[Data items]
▽

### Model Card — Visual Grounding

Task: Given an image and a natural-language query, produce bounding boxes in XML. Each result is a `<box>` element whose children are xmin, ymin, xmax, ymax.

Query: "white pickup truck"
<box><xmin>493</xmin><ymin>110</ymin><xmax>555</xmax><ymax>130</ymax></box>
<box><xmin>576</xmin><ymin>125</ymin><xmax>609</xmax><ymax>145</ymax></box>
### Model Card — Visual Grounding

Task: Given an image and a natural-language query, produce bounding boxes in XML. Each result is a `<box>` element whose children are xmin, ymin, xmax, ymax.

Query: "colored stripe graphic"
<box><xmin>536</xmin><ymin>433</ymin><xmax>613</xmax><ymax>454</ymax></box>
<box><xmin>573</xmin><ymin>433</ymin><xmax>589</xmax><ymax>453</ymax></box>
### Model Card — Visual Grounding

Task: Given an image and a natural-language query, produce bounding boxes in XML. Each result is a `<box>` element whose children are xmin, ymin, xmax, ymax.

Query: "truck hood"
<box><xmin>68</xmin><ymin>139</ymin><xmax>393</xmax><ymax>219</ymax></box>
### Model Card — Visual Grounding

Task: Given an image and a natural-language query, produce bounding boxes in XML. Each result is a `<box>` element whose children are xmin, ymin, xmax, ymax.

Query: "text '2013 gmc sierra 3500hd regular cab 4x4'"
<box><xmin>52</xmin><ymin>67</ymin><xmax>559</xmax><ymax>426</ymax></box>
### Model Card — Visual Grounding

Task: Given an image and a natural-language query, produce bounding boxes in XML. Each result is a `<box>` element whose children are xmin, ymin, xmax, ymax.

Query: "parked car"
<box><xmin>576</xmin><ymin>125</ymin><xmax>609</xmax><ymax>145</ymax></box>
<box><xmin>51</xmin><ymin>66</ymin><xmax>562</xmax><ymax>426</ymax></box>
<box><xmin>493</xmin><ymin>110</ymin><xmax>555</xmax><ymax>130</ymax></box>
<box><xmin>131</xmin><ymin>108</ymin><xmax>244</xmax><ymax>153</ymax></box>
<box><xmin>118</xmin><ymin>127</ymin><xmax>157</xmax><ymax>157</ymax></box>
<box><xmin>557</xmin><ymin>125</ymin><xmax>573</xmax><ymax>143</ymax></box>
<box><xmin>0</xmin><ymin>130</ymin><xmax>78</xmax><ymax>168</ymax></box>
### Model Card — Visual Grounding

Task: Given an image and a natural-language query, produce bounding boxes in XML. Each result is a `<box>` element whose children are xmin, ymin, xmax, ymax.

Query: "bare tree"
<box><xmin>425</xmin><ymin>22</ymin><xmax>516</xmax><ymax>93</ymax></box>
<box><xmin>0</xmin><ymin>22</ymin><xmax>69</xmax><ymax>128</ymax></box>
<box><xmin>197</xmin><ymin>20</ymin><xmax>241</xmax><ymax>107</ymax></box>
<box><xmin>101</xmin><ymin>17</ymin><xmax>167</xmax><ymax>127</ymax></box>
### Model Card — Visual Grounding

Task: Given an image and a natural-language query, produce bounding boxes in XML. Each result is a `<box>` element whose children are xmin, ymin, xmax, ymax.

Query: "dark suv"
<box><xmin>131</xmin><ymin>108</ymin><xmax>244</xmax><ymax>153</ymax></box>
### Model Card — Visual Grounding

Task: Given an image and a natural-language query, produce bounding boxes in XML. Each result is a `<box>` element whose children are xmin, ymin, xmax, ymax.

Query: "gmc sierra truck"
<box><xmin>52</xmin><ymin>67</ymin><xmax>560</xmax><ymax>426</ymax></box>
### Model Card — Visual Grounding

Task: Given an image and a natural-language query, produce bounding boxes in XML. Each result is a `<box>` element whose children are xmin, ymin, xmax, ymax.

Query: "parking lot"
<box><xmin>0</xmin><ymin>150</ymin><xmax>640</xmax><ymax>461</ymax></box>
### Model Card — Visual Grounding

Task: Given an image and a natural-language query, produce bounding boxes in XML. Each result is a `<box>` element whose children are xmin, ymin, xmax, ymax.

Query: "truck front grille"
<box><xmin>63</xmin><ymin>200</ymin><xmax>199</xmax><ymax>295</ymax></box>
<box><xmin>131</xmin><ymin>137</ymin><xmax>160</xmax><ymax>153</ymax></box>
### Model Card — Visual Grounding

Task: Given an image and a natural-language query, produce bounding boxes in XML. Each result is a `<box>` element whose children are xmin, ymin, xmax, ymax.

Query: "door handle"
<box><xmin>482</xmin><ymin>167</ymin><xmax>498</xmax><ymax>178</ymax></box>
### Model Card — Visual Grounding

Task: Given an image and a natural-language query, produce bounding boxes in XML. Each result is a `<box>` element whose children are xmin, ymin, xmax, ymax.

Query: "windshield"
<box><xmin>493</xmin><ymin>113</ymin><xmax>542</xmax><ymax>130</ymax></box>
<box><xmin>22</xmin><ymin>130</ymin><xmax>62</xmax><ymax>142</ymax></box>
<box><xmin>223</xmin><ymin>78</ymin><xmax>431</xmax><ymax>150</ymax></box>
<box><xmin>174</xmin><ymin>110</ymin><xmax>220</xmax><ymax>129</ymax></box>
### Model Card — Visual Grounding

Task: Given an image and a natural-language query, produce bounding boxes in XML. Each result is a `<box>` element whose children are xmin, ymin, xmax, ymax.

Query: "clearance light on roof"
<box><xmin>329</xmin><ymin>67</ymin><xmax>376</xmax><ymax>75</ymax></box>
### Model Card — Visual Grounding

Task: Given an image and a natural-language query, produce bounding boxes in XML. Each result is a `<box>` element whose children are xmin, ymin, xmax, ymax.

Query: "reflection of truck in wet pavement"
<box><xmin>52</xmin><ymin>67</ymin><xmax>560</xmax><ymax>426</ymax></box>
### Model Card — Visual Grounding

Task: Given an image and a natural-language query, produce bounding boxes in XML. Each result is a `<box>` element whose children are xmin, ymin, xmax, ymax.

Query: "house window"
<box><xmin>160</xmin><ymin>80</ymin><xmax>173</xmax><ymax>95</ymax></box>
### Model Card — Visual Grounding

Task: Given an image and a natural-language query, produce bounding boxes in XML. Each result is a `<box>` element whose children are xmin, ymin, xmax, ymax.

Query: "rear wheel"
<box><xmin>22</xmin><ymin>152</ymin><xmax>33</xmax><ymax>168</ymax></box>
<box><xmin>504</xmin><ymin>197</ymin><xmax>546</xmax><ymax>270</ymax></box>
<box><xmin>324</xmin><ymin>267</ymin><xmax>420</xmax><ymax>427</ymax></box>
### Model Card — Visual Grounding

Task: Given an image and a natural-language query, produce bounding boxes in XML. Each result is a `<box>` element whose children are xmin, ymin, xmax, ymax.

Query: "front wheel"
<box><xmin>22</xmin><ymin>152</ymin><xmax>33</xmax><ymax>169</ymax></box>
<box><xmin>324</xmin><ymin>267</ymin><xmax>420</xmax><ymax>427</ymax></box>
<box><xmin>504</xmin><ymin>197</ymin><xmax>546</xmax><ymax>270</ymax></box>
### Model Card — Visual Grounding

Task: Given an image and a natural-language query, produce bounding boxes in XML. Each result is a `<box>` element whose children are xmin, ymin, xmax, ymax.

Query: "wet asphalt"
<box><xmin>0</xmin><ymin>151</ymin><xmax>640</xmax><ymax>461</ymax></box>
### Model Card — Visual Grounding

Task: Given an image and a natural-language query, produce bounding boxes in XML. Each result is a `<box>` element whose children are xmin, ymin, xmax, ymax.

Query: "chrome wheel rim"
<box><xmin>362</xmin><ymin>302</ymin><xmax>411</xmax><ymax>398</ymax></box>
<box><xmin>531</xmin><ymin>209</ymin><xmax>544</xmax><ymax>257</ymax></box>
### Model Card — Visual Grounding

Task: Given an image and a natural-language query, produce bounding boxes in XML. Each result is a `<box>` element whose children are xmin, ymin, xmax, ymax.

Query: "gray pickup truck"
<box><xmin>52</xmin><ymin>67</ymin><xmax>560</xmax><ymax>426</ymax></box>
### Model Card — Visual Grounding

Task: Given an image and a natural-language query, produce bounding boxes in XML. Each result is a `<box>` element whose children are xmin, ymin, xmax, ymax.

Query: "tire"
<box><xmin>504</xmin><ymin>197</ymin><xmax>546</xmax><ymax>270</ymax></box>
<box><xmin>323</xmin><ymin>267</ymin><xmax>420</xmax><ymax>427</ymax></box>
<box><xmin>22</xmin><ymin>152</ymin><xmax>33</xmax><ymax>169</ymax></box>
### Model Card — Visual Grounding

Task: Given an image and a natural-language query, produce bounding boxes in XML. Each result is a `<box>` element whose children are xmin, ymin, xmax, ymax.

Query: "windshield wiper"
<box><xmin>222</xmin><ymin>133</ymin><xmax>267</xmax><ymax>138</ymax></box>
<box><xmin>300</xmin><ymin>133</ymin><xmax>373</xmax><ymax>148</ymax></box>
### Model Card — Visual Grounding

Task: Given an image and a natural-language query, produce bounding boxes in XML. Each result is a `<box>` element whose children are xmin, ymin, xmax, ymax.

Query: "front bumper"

△

__Work to do__.
Select every line of the data items above that contains the word "front", and copy each of those lines in full.

__Exercise response__.
Query: "truck front grille"
Query: "front wheel"
Query: "front bumper"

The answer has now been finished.